**Challenge A**: Reproduce every one of the dataset rows on object locations below, word for word.

**Extract provided**:
— start —

Salona Archaeological Site
Solin, Croatia
Salona was the capital of the Roman province of Dalmatia — a city of 60,000 people that was the largest urban centre on the eastern Adriatic and the birthplace of Emperor Diocletian (who retired to his palace in nearby Split after abdicating in 305 AD). The archaeological site, 5 kilometres north of Split in the modern town of Solin, contains the remains of the Roman city — an amphitheatre (seating 18,000), basilicas, baths, the city walls, and the necropolis where early Christian sarcophagi document the religion's spread through Dalmatia. Salona is vastly less visited than Diocletian's Palace despite being historically more significant — the ruins are spread across an open field, there are no crowds, and the experience of walking through the remains of a Roman provincial capital (with the modern suburbs visible in every direction) provides a perspective on the scale of Roman urban civilisation that the concentrated palace in Split can't convey.

Silver Gate (Porta Argentea)

— end —

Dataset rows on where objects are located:
— start —

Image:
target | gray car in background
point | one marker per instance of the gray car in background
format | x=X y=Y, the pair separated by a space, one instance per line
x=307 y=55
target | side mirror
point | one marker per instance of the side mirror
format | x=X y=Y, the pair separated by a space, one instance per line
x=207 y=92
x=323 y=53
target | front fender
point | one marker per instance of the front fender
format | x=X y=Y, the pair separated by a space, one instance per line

— end —

**Challenge B**: According to the description of the Salona site, how many people could the amphitheatre seat?

**Problem solution A**:
Image:
target | gray car in background
point | one marker per instance of the gray car in background
format | x=X y=Y, the pair separated by a space, one instance per line
x=307 y=55
target | side mirror
point | one marker per instance of the side mirror
format | x=X y=Y, the pair separated by a space, one instance per line
x=207 y=92
x=323 y=53
target | front fender
point | one marker per instance of the front fender
format | x=X y=Y, the pair separated by a space, one instance per line

**Problem solution B**: 18,000